(Records from a collection)
%%

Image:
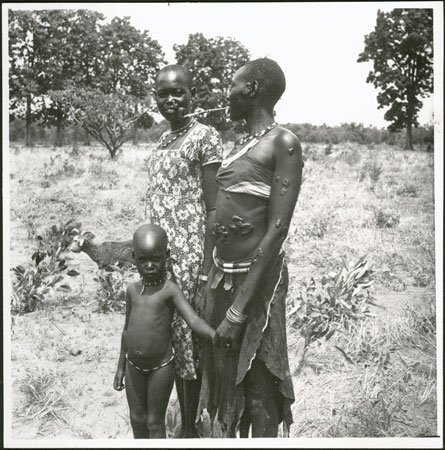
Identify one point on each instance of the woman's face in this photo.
(238, 96)
(173, 95)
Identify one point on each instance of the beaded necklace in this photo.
(259, 134)
(163, 143)
(152, 283)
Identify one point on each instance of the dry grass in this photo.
(388, 388)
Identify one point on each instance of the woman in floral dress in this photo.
(181, 199)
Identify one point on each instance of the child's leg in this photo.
(136, 390)
(159, 388)
(179, 383)
(191, 397)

%%

Exactly reproduce the lines beginning with the one that contains "Identify one point on each instance of the beaded" and ending with the last line of the material, both included. Leave out everything else.

• Task result:
Identify one point on each instance of the beaded necklace in this photo.
(259, 134)
(163, 143)
(152, 283)
Identify one point on each instance of the dry grass in this photo.
(388, 388)
Identify one point on each instance of the woman in floral dress in this photo.
(181, 199)
Identify one point on each instance of the child's leg in this photo.
(136, 390)
(159, 388)
(179, 383)
(191, 397)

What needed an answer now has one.